▶ READING PASSAGE
———
They might still be right.
Meanwhile, as US consumers take a simpler view on life, the question they all have about any purchase is "Where is the value?" And according to Hamish McLennan, Global CEO of Y&R, the current market presents real growth opportunities for Asian companies that produce better quality products at cheaper prices than their Western competitors.
"Consumers are quite impartial about where the product comes from, just so long as it's good. And Asia is doing better than anyone else," McLennan explains. "The question is value: what do I get for what I paid for. We do a lot of work for LG out of Korea. They're an example of an Asian company that makes excellent products at the right price and they're flying off the shelf - here in the US and around the world."
Noting that in any transitionary period there will be winners and losers, McLennan reports that some of Y&R's clients feel the recession is a great opportunity to invest, get market share and procure better media rates, although they're also saying that traditional media is now too expensive and is no longer delivering them the audience that they want.
"I think there has been a fundamental shift and we will never go back... It was so easy ten years ago, when you just did press, radio and TV communication, and maybe a bit of direct mail," he notes. "Now it's fragmented and therefore harder and harder to get the consumers on a mass market basis. Digital is the new DM [Direct Marketing] and it gives us the opportunity to have meaningful dialogue with consumers."
Digital marketing presents two universal challenges: developing and mining customer data. And for now, US marketers tend to be the best at it, warns McLennan. Their marketing is more research driven, and they've been putting serious money behind their CRM and eDM programmes for several years.
Therefore, as McLennan suggests, if you want database-driven marketing to succeed it needs to have a meaningful place in your whole communications mix: "Once you commit to having a long-term dialogue with your customer you can't just switch off and stop talking to them. With database marketing you have to start with an end in mind and make sure you put meaningful dollars behind making it work."
———
▶ PROVIDED DATA
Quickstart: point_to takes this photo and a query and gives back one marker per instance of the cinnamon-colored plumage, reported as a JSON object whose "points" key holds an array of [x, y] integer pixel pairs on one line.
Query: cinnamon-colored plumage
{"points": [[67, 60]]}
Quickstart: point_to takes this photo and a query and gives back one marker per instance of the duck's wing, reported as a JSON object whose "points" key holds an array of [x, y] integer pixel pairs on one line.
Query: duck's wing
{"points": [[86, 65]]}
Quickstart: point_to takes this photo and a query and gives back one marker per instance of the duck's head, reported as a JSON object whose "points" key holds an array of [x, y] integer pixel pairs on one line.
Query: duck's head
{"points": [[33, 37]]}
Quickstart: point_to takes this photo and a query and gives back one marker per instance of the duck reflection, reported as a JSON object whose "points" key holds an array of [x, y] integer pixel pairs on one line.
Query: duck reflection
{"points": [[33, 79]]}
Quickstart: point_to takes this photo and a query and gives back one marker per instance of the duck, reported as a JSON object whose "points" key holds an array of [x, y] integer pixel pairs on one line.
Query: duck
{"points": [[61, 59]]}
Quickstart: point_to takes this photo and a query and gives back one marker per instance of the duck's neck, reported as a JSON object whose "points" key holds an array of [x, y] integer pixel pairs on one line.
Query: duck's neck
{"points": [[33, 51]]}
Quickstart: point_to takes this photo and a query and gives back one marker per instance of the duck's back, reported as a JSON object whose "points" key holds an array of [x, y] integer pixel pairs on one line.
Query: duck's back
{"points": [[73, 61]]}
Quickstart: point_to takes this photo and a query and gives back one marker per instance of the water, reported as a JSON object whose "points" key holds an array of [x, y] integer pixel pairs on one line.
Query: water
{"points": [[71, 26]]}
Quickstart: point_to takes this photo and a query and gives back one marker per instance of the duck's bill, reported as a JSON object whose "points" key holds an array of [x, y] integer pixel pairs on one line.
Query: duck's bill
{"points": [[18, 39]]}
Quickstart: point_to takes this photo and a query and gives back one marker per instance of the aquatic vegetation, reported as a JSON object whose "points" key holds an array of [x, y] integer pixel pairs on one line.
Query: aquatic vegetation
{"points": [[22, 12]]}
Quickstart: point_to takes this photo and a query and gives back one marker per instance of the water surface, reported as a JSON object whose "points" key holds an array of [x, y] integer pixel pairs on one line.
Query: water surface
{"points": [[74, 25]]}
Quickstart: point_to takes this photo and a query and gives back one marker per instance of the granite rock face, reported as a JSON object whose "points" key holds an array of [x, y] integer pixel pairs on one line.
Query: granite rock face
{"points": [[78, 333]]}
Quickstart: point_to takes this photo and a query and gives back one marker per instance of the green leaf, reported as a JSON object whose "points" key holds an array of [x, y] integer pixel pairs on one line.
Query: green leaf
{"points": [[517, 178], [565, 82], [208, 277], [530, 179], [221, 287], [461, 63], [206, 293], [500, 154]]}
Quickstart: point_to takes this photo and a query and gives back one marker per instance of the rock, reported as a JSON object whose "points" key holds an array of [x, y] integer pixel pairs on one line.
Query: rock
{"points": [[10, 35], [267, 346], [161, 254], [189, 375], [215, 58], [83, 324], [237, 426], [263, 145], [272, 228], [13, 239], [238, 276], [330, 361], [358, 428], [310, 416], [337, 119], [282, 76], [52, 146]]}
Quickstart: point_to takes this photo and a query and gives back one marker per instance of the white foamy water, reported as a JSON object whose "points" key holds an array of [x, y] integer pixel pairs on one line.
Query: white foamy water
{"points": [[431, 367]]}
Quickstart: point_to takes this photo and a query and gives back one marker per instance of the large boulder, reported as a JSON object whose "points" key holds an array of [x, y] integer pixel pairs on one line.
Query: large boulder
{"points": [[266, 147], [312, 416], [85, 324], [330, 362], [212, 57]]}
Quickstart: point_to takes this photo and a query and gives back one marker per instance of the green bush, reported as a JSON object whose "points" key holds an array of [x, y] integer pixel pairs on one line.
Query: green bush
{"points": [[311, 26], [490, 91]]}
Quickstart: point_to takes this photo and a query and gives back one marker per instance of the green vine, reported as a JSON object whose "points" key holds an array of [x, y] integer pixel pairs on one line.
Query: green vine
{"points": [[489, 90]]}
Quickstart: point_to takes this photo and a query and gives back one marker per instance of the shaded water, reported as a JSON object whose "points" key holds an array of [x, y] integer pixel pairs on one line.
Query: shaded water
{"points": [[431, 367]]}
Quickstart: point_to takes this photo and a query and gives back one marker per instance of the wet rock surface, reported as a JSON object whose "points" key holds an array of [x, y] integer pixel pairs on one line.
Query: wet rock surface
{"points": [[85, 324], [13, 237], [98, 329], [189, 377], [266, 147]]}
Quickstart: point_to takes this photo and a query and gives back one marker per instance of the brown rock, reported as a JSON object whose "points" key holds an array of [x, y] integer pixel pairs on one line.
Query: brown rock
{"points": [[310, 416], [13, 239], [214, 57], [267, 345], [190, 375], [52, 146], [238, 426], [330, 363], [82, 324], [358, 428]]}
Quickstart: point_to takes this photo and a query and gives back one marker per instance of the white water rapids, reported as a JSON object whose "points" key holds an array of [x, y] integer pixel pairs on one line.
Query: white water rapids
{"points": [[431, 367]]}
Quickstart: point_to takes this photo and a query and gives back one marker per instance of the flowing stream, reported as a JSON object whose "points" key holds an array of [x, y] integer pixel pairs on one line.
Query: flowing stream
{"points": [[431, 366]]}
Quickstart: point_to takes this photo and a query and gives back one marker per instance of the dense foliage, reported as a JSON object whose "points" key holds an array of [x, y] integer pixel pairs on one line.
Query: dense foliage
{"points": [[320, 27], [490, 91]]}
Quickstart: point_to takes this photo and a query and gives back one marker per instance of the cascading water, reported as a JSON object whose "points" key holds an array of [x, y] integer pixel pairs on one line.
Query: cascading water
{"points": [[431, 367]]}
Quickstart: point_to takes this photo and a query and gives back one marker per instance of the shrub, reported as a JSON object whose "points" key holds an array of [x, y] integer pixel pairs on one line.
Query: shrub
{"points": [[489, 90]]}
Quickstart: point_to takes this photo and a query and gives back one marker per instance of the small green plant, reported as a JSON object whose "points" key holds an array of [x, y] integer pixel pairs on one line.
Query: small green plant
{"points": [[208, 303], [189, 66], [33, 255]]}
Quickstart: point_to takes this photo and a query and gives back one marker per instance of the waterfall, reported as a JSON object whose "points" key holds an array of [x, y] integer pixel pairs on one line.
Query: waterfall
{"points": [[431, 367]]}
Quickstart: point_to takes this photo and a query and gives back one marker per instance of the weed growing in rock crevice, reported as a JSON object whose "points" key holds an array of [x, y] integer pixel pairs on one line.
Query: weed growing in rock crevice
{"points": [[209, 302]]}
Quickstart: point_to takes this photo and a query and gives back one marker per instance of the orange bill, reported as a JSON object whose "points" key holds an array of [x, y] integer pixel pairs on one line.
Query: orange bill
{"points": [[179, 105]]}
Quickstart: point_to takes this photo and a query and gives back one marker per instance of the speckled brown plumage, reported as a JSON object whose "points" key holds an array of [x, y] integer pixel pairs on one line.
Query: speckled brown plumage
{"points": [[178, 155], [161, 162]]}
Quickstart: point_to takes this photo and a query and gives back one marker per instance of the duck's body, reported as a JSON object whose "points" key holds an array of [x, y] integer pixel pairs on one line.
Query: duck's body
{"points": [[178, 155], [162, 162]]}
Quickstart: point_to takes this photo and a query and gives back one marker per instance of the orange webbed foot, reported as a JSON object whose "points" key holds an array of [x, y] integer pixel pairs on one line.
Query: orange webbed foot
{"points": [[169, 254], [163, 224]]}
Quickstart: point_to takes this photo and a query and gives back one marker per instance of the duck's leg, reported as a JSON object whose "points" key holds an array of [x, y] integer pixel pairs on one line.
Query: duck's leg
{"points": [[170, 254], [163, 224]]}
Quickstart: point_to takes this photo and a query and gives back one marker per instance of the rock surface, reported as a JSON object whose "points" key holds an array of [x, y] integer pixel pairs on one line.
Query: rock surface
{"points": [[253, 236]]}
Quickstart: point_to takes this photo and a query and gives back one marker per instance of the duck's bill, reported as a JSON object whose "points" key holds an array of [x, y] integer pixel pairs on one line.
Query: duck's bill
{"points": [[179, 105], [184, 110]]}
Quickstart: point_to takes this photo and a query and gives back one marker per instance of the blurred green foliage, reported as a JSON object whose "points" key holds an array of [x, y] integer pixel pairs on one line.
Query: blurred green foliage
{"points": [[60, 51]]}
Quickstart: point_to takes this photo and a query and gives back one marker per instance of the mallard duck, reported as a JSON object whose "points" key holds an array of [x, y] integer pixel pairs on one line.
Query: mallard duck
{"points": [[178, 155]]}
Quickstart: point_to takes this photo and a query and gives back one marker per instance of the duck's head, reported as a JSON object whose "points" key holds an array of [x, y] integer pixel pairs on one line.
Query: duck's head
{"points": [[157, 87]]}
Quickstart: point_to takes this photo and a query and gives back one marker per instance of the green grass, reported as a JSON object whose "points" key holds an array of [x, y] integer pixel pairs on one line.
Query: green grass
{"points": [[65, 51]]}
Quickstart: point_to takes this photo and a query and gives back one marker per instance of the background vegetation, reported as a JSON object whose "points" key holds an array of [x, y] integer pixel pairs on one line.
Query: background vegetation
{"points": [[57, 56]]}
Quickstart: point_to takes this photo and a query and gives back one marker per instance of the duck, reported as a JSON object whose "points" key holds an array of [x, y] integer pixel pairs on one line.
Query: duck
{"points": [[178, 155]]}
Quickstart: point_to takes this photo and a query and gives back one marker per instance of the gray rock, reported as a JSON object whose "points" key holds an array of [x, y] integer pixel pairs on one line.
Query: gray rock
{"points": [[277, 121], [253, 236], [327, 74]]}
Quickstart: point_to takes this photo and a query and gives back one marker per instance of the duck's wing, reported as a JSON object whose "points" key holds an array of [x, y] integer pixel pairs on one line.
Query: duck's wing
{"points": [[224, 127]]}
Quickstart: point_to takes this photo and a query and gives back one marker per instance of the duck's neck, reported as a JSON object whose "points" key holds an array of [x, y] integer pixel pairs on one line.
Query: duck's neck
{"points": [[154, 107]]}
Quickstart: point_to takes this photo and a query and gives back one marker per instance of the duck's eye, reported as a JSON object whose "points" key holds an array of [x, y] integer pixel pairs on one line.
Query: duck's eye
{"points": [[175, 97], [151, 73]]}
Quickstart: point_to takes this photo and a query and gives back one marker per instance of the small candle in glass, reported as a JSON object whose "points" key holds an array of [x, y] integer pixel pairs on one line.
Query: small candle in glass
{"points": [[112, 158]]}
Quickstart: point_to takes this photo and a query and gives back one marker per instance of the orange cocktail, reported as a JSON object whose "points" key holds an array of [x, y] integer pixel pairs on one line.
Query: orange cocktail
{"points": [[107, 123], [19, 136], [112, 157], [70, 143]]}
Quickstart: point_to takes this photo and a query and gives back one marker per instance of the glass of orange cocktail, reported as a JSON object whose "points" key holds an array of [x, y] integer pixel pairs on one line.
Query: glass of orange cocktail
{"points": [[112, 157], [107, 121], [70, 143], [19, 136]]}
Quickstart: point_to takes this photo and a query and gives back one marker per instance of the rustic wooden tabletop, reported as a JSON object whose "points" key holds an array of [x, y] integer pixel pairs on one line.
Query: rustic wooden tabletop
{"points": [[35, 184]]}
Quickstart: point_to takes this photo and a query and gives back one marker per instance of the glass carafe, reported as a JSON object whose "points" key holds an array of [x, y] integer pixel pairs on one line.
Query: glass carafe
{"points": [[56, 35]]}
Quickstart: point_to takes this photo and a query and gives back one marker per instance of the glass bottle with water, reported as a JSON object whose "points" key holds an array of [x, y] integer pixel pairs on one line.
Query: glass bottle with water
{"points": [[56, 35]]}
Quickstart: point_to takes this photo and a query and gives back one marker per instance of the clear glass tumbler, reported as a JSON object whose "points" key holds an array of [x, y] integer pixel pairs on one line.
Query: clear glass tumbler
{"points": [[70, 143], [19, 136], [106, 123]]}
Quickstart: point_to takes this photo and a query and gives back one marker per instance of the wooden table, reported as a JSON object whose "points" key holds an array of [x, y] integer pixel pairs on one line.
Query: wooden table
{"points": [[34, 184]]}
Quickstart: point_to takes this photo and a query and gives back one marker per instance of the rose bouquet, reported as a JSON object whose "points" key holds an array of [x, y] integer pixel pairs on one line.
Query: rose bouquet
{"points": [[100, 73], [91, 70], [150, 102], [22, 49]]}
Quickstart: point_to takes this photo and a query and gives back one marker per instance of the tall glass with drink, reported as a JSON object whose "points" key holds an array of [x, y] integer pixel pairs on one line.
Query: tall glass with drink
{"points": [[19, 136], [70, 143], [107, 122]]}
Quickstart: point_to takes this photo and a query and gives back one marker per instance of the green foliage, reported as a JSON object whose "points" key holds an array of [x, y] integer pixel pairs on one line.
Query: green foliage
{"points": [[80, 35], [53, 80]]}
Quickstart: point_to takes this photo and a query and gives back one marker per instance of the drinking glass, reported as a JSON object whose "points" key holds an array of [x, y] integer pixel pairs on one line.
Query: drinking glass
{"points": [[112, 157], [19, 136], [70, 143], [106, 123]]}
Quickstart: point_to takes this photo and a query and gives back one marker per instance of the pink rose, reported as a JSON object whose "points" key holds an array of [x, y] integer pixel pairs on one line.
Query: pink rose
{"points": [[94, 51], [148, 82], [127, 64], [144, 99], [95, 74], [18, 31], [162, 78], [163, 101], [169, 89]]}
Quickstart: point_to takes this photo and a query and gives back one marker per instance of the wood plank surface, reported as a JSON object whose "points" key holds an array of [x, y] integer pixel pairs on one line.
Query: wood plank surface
———
▶ THE TASKS
**1.** Select each line of the listing that contains the string "flowing", matching case exactly.
**2.** Continue the article on consumer value and database marketing, starting right after its last sentence.

▶ RESPONSES TO THE EXERCISE
**1.**
Quickstart: point_to takes this photo and a query and gives back one marker per instance of the flowing stream, reported as a JSON object whose "points" key holds an array of [x, y] integer pixel pairs on one line.
Query: flowing stream

**2.**
One of the benefits of a serious commitment to customer research is that all marketing can be better targeted, suggests McLennan. In the US in particular, this means a more direct style of communication because the US consumer sees marketing on a more literal level - a challenge for Asian marketers used to a lot of subtleties in their creative.
After pointing out that nuances might be lost on US audiences, McLennan warns that another challenge of a more direct approach, based on extensive research, is that the emotional side of any communication risks being knocked out.
"Make sure there is relevant emotional insight in all that you do, combining it with some product orientated fact." says McLennan. "You need to strike the right balance between left and right brain, or emotion and rationality. It's easy to spend all your time talking about the product and demonstrating it, when we all know that if you capture and communicate an emotional insight then that can really appeal to customers. That's nirvana for people in advertising and communications - striking an emotional chord with your customers will have huge impact."
Life in New York might well feel "like swimming in a washing machine" for McLennan, although wherever you work - or who you're marketing to - people will still focus on what is important to their lives.
"It doesn't matter where you are - in Asia, the US or Australia - there will be a new simplicity around how they live their lives. You'll probably find more money spent on products to be enjoyed at home - Campbell's Soup is a great example. People realise you can eat well, but you don't have to go out to a restaurant and spend one hundred dollars to do it."
As for Y&R's fortunes, McLennan says 2009 is shaping up reasonably well. Its relationship with LG goes from strength to strength: "It's great to have a big Asian-based multinational aligning with a historically western-orientated company - we saw that as a big victory," he notes proudly. The firm renewed and grew its contract with Bacardi after a review, picked up the $140 million-per-year Office Depot business, made some significant creative hires, including creative director Tony Granger from Saatchi & Saatchi, and announced just before the end of 2008 that it was entering a large interactive deal with VML which will have a profound effect on the business.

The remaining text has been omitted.